# [Passage provided]
··········

The nature of the American political system today exacerbates the expansion of power. “Democracy” gives everybody the false sense that they have some hand in exercising power – or that they will at least benefit from its expansion.
This creates a dilemma, as political economist Bertrand de Jouvenel explained.
Under the ‘ancient regime,’ society’s moving spirits, who had, as they knew, no chance of a share in Power, were quick to denounce its smallest encroachment. Now, on the other hand, when everyone is potentially a minister, no one is concerned to cut down an office to which he aspires one day himself, or to put sand in a machine which he means to use himself when his turn comes. Hence, it is that there is in the political circles of a modern society a wide complicity in the extension of Power.”
A written constitution was meant to lay down rules that check the tendency for government to grow. It erects barriers to government power that must not be crossed.
As Jefferson put it, “in questions of power then, let no more be heard of confidence in man, but bind him down from mischief by the chains of the constitution.”
As John Hancock put it, “the powers reserved by the people render them secure”
But like most things, a constitution won’t ever work if the people don’t know how to use it.
While we do a significant amount of work to help reach and teach people about the original, legal meaning of the Constitution – based in principles from the Revolution – “how to use it” is probably our most important work.
But for far too long politicians, bureaucrats, judges, law professors, and chattering pundits have told us how the Constitution should work – instead of the other way around. The political class has “interpreted” the rules. And it’s interpreted to give them more and more power over you and me.
They teach us from day one that the way to keep the government in check is to convince the government to keep itself in check.

··········

# [Set problem 1]
Print the rows exactly as they are, from the line with "rod and report the position of each." up to and including the last line of the rows.

# [Exercise material]
··········

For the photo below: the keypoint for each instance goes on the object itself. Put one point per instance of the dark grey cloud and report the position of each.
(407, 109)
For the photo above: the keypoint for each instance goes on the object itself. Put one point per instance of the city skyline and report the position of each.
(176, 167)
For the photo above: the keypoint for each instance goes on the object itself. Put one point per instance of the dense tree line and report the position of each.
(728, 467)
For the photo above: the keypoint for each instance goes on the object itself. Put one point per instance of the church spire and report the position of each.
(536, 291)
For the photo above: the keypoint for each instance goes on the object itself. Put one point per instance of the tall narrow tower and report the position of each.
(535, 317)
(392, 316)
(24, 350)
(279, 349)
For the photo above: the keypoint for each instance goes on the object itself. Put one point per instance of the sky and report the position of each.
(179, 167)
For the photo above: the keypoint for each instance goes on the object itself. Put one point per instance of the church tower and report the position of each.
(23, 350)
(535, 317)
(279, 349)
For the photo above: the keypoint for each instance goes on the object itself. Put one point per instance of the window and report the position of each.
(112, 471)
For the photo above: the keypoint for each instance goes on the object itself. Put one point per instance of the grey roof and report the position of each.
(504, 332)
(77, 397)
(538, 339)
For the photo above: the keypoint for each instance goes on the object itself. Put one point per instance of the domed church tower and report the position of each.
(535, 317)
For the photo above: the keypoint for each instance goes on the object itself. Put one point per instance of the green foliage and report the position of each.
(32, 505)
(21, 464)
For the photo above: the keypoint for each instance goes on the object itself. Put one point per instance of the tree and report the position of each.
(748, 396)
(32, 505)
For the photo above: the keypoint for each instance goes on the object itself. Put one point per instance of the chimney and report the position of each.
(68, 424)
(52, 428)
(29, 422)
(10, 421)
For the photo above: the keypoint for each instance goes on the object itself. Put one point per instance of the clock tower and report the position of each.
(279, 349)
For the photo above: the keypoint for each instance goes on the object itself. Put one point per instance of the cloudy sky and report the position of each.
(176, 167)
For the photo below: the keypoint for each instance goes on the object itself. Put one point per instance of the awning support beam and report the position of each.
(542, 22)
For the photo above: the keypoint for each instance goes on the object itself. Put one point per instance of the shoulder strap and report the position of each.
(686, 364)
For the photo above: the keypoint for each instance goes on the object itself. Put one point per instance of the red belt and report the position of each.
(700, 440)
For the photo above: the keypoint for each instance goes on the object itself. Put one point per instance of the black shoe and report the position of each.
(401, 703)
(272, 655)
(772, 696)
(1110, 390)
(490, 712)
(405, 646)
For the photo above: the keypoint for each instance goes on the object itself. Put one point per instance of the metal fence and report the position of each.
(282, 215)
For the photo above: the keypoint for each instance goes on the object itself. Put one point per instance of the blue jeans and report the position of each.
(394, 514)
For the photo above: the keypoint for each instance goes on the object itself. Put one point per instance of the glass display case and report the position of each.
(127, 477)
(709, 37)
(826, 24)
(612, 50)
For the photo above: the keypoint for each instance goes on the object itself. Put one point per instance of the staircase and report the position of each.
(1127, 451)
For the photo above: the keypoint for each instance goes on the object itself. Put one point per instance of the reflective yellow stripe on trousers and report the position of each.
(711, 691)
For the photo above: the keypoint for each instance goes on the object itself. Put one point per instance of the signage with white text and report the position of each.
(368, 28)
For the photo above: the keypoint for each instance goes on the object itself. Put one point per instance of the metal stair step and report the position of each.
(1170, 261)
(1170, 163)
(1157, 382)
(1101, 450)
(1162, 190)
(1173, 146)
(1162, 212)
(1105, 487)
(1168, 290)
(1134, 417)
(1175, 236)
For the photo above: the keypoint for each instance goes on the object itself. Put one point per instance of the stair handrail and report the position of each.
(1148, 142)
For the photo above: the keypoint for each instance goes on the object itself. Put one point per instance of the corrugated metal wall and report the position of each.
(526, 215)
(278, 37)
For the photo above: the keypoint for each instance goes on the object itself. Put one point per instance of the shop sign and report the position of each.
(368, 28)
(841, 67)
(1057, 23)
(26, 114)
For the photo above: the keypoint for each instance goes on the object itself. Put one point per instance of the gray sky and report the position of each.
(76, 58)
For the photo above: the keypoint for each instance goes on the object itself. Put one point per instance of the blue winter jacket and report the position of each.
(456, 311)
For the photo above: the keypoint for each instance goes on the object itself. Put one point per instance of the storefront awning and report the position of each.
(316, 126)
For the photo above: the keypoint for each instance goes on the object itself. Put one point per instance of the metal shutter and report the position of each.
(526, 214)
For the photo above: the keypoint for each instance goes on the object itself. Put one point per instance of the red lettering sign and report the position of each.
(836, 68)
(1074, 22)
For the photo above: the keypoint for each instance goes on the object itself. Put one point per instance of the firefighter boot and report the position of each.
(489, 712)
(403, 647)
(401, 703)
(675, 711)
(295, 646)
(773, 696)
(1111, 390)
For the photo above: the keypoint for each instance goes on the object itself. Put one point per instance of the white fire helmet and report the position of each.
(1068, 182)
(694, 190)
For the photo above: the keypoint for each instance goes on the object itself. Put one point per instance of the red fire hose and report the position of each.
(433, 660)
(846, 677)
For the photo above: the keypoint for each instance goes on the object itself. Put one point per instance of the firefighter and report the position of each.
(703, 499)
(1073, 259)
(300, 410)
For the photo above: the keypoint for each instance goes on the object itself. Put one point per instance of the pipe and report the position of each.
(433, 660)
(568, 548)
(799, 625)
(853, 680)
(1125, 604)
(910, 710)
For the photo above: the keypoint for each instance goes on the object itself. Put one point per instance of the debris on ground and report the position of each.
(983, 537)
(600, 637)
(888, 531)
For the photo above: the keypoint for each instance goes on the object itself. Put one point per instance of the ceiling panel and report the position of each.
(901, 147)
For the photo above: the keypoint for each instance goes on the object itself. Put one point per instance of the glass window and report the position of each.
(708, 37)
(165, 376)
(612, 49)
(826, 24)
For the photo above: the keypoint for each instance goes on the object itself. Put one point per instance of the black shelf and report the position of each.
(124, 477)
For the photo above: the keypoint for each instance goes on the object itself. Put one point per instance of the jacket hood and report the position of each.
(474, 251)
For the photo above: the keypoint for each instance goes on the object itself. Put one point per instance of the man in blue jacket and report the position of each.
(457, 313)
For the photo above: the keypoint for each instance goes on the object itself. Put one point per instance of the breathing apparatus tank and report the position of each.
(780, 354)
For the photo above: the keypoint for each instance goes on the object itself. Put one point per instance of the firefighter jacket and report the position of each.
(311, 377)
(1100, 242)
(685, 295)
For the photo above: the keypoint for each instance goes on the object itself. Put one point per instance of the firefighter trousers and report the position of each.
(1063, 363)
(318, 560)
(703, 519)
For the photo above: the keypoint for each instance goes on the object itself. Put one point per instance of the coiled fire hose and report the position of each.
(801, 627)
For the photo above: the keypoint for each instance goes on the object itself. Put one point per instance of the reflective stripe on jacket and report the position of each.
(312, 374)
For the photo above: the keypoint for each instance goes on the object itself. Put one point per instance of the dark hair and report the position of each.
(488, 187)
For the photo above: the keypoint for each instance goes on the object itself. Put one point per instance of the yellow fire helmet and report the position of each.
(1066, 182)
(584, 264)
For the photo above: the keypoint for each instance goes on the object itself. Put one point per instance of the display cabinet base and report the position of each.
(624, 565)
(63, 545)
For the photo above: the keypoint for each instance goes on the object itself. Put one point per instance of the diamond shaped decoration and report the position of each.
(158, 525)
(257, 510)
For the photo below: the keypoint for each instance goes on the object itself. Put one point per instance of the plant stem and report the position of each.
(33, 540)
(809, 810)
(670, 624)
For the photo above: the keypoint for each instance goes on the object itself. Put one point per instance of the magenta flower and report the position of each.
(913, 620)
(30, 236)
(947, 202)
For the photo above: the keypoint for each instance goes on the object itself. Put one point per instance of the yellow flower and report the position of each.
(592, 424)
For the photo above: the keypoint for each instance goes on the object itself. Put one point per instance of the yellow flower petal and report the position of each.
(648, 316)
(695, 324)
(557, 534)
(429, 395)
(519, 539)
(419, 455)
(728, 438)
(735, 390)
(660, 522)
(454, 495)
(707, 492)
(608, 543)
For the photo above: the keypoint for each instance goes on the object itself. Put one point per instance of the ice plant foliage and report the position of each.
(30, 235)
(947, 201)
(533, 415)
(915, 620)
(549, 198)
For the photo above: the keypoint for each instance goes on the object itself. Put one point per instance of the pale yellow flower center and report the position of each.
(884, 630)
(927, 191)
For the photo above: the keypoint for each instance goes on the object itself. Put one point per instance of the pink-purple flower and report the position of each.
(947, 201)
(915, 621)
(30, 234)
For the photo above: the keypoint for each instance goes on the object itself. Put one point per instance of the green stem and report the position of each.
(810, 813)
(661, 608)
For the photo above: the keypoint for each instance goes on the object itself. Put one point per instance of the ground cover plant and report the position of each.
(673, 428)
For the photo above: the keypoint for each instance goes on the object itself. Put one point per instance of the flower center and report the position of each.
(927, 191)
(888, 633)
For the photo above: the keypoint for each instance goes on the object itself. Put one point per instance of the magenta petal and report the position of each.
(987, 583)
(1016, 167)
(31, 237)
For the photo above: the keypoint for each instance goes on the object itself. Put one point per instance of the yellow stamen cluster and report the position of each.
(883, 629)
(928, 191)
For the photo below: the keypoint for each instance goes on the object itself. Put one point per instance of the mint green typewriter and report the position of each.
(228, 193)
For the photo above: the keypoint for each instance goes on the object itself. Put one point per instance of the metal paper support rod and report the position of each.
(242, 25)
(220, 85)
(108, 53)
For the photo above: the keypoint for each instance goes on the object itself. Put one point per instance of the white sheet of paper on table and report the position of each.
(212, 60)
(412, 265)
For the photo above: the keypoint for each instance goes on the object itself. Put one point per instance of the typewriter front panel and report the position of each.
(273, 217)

··········

# [Set problem 2]
In the passage on constitutional limits to government power, swap "pundits" for "commentators" and write out the section from "As Jefferson put" up to and including "you and me.".

# [Worked solution 1]
For the photo above: the keypoint for each instance goes on the object itself. Put one point per instance of the metal paper support rod and report the position of each.
(242, 25)
(220, 85)
(108, 53)
For the photo above: the keypoint for each instance goes on the object itself. Put one point per instance of the white sheet of paper on table and report the position of each.
(212, 60)
(412, 265)
For the photo above: the keypoint for each instance goes on the object itself. Put one point per instance of the typewriter front panel and report the position of each.
(273, 217)

# [Worked solution 2]
As Jefferson put it, “in questions of power then, let no more be heard of confidence in man, but bind him down from mischief by the chains of the constitution.”
As John Hancock put it, “the powers reserved by the people render them secure”
But like most things, a constitution won’t ever work if the people don’t know how to use it.
While we do a significant amount of work to help reach and teach people about the original, legal meaning of the Constitution – based in principles from the Revolution – “how to use it” is probably our most important work.
But for far too long politicians, bureaucrats, judges, law professors, and chattering commentators have told us how the Constitution should work – instead of the other way around. The political class has “interpreted” the rules. And it’s interpreted to give them more and more power over you and me.